* [WHAT IS REQUIRED]: Reproduce only the entries from the line containing "Would you be able to determine the whereabouts of the stone" up to and including the line containing "[236,11,1007,243]", requests included, and shift every bounding-box coordinate in them up by 67.

··· EXERCISE INPUTS

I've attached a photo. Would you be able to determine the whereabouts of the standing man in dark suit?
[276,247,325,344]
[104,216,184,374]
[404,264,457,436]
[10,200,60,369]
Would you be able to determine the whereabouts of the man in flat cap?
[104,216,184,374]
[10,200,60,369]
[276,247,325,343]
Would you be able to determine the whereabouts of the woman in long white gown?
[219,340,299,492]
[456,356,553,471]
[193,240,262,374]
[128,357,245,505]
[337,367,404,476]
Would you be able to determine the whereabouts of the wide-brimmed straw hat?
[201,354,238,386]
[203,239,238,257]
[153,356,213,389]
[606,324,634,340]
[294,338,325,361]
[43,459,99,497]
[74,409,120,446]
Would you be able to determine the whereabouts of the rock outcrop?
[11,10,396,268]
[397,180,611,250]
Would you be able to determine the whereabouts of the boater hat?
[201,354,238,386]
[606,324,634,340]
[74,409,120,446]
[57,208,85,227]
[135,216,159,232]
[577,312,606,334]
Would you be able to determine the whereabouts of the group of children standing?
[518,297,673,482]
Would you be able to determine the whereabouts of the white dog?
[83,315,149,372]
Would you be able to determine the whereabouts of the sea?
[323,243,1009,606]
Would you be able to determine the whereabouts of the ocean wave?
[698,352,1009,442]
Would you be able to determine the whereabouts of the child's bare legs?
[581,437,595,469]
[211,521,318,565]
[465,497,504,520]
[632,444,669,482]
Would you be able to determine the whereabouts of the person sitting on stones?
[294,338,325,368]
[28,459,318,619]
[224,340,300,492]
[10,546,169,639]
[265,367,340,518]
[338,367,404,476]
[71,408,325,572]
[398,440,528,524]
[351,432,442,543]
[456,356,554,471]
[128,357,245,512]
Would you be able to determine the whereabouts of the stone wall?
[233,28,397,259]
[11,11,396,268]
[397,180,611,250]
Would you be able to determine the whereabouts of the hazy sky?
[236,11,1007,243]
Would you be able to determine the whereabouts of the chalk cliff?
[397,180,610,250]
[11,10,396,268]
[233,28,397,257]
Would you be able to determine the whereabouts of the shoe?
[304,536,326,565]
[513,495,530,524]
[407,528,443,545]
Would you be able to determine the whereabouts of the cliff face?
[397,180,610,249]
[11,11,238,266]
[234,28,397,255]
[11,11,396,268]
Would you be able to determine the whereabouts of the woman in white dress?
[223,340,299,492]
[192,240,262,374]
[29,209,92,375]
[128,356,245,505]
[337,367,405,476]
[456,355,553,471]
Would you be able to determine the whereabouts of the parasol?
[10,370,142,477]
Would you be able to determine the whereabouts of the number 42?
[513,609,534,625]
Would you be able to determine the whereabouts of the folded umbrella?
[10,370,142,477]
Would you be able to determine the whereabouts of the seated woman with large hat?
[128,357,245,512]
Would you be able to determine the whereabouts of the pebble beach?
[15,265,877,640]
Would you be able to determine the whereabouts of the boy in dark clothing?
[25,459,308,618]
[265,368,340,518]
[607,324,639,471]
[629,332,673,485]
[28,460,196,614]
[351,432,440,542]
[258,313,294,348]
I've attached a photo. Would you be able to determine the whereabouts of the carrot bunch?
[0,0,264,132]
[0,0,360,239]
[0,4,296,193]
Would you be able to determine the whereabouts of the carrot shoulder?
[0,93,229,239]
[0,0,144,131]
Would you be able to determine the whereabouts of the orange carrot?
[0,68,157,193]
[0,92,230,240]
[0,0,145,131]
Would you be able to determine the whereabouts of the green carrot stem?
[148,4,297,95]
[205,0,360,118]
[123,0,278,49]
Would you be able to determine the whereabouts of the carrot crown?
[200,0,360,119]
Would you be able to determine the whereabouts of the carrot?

······

* [TASK ANSWER]:
Would you be able to determine the whereabouts of the stone wall?
[300,95,464,326]
[78,78,463,335]
[464,247,678,317]
Would you be able to determine the whereabouts of the hazy sky?
[303,78,1074,310]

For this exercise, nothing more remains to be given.